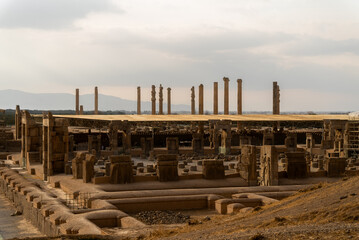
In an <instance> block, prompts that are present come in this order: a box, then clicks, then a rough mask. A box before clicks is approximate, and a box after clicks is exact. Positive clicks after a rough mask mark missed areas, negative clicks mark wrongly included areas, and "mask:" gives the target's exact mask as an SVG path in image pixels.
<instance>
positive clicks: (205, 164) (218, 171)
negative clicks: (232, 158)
mask: <svg viewBox="0 0 359 240" xmlns="http://www.w3.org/2000/svg"><path fill="white" fill-rule="evenodd" d="M202 174H203V177H204V178H205V179H224V178H225V174H224V165H223V160H204V161H203V168H202Z"/></svg>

**REQUIREMENT**:
Repeat each record exactly as shown above, dropping all images.

**EXERCISE RESULT**:
In an <instance> block, prompts that are present come in this order: a box, then clicks, then a rough mask. A box before clicks is approximate, and a box after clicks is exact. Positive clicks after a rough mask mark missed areas, negative clicks mark wrongly included areas, and "mask:" gives the target's exact mask as an SVG path in image pixels.
<instance>
positive clicks: (205, 164) (218, 171)
negative clicks: (232, 158)
mask: <svg viewBox="0 0 359 240" xmlns="http://www.w3.org/2000/svg"><path fill="white" fill-rule="evenodd" d="M202 174H203V177H204V178H205V179H224V178H225V174H224V165H223V160H204V161H203V168H202Z"/></svg>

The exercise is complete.